- Bounding box annotation entries:
--

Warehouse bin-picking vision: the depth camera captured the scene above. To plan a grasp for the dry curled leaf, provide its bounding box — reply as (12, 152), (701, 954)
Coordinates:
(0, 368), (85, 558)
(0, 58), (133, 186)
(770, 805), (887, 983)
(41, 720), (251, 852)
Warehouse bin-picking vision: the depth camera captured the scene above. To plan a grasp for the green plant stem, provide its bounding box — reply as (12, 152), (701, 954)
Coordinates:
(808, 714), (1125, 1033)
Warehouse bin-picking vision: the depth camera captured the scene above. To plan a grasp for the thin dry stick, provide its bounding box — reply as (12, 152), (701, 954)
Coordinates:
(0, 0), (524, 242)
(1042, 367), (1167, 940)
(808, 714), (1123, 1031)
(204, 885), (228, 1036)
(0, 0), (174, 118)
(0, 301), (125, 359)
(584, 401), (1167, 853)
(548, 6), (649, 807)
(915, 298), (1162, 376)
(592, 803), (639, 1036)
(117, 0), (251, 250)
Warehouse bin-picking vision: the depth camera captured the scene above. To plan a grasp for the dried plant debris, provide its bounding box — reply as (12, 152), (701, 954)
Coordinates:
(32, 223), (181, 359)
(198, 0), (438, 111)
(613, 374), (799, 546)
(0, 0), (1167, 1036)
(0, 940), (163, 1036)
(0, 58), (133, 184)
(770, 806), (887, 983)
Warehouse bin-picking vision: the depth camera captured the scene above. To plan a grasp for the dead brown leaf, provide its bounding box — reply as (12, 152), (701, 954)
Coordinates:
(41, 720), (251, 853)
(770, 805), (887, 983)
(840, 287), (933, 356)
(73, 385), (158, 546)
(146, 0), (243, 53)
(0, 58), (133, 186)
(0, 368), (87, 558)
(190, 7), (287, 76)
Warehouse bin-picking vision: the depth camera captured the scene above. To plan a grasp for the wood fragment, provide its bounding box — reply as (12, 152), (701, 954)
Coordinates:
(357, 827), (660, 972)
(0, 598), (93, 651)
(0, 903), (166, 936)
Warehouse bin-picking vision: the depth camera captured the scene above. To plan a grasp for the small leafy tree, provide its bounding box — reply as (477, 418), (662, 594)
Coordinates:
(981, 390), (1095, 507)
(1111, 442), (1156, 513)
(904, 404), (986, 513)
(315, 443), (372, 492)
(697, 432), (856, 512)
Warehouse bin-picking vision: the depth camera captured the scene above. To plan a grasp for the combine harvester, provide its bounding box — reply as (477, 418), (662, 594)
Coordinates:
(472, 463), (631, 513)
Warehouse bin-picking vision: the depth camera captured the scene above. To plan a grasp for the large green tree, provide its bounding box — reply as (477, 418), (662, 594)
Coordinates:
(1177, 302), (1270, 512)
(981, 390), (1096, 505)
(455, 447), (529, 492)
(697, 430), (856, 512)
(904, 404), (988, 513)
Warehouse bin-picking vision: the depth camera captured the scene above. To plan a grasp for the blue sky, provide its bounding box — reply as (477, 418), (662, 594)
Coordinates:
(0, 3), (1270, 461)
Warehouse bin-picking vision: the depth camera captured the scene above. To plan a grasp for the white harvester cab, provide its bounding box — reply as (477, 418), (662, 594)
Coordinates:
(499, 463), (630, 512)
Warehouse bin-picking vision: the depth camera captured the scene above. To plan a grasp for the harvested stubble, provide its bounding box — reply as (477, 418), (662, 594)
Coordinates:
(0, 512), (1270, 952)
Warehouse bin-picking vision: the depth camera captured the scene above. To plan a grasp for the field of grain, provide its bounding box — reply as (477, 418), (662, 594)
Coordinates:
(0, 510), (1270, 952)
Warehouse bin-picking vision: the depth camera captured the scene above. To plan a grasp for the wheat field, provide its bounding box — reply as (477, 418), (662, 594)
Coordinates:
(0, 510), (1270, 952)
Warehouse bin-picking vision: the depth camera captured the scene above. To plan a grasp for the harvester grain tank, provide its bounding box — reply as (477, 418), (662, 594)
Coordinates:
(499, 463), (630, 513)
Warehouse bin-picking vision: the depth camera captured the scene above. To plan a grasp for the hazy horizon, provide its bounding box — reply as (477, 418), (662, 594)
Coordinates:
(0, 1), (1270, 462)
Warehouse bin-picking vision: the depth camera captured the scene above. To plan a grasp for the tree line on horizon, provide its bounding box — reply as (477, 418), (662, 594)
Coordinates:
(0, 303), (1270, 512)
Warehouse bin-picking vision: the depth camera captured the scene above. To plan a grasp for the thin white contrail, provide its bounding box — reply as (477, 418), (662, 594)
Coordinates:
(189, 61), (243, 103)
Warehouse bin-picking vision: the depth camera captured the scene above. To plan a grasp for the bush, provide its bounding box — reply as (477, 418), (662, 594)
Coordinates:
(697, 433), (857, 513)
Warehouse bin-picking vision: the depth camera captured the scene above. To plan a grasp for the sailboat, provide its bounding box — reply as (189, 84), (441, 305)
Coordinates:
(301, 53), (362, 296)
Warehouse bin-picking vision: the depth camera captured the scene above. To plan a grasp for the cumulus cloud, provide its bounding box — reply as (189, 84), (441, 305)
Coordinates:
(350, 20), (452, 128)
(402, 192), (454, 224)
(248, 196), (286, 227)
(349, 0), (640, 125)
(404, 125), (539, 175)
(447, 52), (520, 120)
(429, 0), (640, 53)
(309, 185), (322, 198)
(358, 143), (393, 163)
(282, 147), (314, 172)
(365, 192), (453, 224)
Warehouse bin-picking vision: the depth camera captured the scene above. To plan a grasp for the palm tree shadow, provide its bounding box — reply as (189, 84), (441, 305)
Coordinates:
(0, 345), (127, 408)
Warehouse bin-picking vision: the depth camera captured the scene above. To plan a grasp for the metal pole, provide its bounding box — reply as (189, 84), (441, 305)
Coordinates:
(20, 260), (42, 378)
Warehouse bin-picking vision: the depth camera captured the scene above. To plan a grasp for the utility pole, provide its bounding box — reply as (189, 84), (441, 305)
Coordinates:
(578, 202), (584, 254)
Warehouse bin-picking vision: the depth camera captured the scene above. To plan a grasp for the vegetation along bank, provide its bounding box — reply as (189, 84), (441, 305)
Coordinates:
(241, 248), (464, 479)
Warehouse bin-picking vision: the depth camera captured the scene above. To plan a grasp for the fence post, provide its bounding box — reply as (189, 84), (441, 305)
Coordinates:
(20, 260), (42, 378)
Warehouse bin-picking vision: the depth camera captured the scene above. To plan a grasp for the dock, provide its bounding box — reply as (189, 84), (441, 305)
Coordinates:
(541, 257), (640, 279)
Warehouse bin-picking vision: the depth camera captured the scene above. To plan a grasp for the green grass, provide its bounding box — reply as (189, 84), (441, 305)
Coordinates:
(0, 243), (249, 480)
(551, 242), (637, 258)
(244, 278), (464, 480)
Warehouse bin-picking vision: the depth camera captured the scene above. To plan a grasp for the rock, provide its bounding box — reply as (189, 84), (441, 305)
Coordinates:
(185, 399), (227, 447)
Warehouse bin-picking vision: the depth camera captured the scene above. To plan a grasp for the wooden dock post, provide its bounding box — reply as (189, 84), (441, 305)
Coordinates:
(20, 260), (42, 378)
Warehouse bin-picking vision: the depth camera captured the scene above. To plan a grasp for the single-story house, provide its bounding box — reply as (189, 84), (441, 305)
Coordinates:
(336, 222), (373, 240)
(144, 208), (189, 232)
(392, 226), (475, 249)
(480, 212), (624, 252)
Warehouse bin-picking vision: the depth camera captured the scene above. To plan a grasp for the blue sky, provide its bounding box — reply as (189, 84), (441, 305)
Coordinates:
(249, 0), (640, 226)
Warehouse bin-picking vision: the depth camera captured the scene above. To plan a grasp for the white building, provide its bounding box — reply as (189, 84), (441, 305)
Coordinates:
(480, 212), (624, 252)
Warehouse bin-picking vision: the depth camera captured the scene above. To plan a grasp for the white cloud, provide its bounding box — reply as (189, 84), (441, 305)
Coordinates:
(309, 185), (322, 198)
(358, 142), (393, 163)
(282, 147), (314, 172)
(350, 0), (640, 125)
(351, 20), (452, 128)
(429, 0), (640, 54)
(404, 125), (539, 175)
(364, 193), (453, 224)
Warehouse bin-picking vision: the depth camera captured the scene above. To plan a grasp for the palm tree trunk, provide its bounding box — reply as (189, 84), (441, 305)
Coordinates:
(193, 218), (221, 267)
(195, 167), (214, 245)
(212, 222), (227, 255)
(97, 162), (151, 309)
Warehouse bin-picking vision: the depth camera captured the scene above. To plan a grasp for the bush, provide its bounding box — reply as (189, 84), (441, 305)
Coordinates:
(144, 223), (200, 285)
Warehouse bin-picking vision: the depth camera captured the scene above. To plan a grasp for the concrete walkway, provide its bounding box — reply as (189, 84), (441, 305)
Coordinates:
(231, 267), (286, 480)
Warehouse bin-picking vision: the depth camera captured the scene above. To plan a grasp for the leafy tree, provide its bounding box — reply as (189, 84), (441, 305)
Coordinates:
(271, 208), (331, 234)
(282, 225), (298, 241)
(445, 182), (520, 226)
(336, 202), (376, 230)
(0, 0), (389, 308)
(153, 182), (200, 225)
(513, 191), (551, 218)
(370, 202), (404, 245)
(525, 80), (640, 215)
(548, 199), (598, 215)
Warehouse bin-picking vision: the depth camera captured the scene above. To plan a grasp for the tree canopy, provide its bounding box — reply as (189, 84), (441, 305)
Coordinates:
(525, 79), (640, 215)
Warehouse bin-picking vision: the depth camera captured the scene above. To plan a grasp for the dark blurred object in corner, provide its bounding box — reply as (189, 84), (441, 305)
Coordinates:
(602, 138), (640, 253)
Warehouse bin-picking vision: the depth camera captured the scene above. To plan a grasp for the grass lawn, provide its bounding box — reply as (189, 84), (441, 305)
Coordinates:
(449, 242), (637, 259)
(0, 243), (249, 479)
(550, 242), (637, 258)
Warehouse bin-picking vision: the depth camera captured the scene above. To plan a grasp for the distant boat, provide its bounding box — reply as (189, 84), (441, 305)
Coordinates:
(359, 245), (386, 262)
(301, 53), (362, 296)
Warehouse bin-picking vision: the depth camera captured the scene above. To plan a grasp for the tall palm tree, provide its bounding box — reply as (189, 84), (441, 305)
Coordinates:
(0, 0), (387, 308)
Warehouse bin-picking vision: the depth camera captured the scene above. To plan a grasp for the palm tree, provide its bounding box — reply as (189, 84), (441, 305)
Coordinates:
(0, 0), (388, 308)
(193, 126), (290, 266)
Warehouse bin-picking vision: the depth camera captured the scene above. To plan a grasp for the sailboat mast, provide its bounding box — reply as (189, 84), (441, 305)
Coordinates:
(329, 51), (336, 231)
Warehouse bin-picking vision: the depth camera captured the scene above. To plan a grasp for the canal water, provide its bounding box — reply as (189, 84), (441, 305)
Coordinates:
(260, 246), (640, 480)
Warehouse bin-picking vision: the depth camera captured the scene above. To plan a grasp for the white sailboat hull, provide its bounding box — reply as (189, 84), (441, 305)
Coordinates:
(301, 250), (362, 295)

--

- What you will do:
Rescale the part of the listing that opens with the line containing "for the dead" and closes with the line containing "(472, 463), (631, 513)". Give all of its lines again, requests included, with every coordinate in the answers multiplied by 2.55 and rounded to a whole number (halves up), and leave the requests and their format samples unchanged.

- Task answer:
Warehouse bin-picking vision: the depth camera captured the scene above. To plan a grasp for the dead brown leaf, provide its bounding box — reply as (12, 152), (701, 954)
Coordinates:
(105, 1836), (640, 2175)
(1964, 2053), (2262, 2507)
(2142, 732), (2379, 908)
(186, 982), (403, 1392)
(372, 0), (620, 135)
(0, 148), (339, 474)
(0, 938), (222, 1423)
(485, 18), (732, 194)
Warehouse bin-picking vision: the depth camera captured the scene above. To plan a grasp for the wood fragment, provide its bounding box — reply as (12, 152), (701, 954)
Coordinates:
(910, 2109), (1683, 2479)
(0, 1525), (237, 1660)
(0, 2303), (423, 2387)
Warehouse bin-picking vision: the depth camera captured the scene above. To plan a grasp for the small leafy tree, provide its bounding box — reply as (477, 418), (662, 594)
Coordinates:
(2502, 995), (2792, 1293)
(2833, 1127), (2948, 1308)
(2305, 1030), (2514, 1308)
(803, 1130), (949, 1255)
(1777, 1102), (2183, 1306)
Warehouse bin-picking vision: the depth camera captured the scene above. To plan a grasp for the combine harvester, provide its bounding box — reply as (477, 418), (662, 594)
Coordinates:
(1204, 1181), (1609, 1308)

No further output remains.